This is critical to “ensure that no person suffers a miscarriage of justice based on an inability to communicate. A reasonable attempt is not an acceptable standard when dealing with a miscarriage of justice.” Constitutional rights should drive resource allocation, the Sections add. “It is unacceptable for Canadian society to allow wrongful convictions to stand because the government is not prepared to commit sufficient resources to ensure justice is done.”
Commission Recommendation 25
This recommendation would give the commission jurisdiction to do systemic work to prevent miscarriages of justice from occurring in the first place. The CBA Sections fully support the commission having this jurisdiction. By definition systemic problems are difficult to identify and fix in individual cases. Given that the commission will evaluate the causes of wrongful convictions across cases, “allowing it to form an expertise and knowledge base that could be critical to law reform work in this area.”
Commission Recommendation 26
This recommendation would see the commission be proactive and provide outreach and support to applicants and potential applicants. The CBA Sections fully support that approach, which will “allow the Commission to reach those truly in need. It will also offer a mechanism to discover miscarriages of justice that would not otherwise come to the Commission’s attention.”
___
• TASKS FOR THIS EXERCISE:
**1.** In the passage on the miscarriage-of-justice commission, why do the CBA Sections support giving the commission jurisdiction over systemic work under Recommendation 25? Answer in one to three sentences.
**2.** Pick up the passage on the miscarriage-of-justice commission after its final sentence and continue it.
___
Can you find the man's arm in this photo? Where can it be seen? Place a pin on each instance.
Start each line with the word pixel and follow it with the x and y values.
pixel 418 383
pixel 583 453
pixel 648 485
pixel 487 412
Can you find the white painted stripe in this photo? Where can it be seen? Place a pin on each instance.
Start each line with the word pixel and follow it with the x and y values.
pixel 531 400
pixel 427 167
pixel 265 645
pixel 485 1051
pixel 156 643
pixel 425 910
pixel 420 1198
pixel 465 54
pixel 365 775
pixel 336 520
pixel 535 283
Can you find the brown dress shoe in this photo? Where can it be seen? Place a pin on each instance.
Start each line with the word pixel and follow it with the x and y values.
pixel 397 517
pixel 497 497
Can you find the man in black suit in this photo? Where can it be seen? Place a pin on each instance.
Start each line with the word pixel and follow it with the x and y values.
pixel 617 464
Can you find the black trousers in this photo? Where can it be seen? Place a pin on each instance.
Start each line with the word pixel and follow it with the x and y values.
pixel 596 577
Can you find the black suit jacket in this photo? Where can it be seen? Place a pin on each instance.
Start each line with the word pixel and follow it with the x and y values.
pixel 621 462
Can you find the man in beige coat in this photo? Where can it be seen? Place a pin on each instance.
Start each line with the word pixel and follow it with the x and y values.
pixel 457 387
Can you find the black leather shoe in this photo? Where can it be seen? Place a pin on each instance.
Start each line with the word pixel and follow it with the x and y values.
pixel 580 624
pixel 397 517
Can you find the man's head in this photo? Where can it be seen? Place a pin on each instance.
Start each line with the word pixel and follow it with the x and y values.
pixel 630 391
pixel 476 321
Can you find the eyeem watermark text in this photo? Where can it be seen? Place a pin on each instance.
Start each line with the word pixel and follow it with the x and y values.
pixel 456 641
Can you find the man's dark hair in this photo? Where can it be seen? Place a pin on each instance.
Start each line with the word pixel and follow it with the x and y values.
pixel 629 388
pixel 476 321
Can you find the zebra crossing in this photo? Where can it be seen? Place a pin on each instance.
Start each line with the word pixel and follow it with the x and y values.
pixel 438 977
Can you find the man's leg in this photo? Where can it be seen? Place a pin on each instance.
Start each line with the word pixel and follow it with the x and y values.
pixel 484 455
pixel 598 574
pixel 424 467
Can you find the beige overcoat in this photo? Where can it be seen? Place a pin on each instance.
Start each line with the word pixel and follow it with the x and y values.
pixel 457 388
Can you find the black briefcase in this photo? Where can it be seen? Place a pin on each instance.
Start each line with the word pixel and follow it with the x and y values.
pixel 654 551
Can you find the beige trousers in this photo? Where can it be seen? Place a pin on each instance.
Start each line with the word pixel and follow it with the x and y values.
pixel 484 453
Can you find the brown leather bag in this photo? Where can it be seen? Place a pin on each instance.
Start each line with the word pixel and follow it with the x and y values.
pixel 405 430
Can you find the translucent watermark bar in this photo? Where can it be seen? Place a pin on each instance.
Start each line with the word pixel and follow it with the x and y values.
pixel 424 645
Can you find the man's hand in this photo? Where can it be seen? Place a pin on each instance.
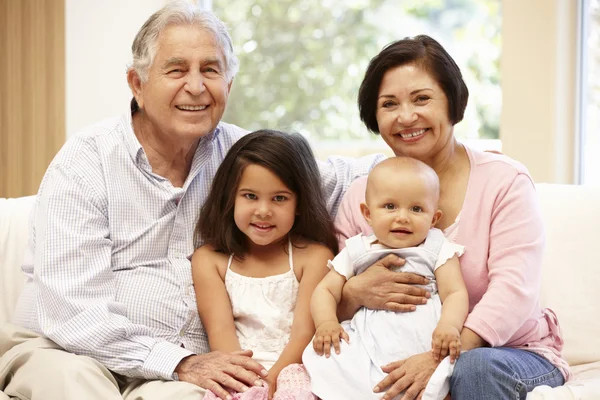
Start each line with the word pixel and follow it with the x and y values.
pixel 216 370
pixel 328 333
pixel 378 288
pixel 445 340
pixel 410 375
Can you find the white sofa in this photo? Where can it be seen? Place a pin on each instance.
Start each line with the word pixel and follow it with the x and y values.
pixel 571 281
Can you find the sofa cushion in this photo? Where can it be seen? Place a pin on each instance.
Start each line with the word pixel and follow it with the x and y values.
pixel 14 228
pixel 570 279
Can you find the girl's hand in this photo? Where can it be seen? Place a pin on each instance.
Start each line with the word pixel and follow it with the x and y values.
pixel 445 340
pixel 409 376
pixel 329 332
pixel 271 381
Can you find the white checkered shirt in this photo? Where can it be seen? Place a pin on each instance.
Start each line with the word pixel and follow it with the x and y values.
pixel 107 268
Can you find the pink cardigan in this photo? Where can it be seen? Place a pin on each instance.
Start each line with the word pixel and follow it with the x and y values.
pixel 501 227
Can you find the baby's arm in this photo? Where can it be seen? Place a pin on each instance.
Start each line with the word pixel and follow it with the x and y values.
pixel 455 307
pixel 323 307
pixel 212 300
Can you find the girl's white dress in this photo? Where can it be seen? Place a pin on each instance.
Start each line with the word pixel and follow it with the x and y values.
pixel 263 310
pixel 378 337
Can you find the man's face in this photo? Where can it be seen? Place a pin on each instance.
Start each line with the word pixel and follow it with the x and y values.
pixel 187 89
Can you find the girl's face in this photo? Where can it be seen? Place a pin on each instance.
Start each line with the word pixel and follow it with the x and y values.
pixel 412 113
pixel 264 208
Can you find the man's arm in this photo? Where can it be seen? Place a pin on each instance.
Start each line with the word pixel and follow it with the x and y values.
pixel 76 301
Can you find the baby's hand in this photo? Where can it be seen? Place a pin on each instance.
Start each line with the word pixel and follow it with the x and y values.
pixel 446 340
pixel 329 332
___
• RESULTS IN ORDER:
**1.** Systemic problems are, by definition, hard to identify and fix in individual cases. Because the commission would evaluate the causes of wrongful convictions across many cases, it could build expertise and a knowledge base that could be critical to law reform in this area.

**2.**
Commission Recommendation 50
This recommendation would enable the commission to provide support for the reintegration of applicants during the process and after they have been released or had their conviction overturned. This support should be in the statute and it should be properly funded.
“Serious criminal convictions typically have a stigmatizing and isolating effect,” the CBA Sections say. Reintegration can be a significant challenge, especially for those who have been incarcerated for many years. Additionally, wrongful convictions have a broad impact not just on the applicants but on their family and community. That’s why the commission “should play a proactive role in reintegrating applicants and exonerees so they can begin to reassemble their lives,” the CBA Sections conclude.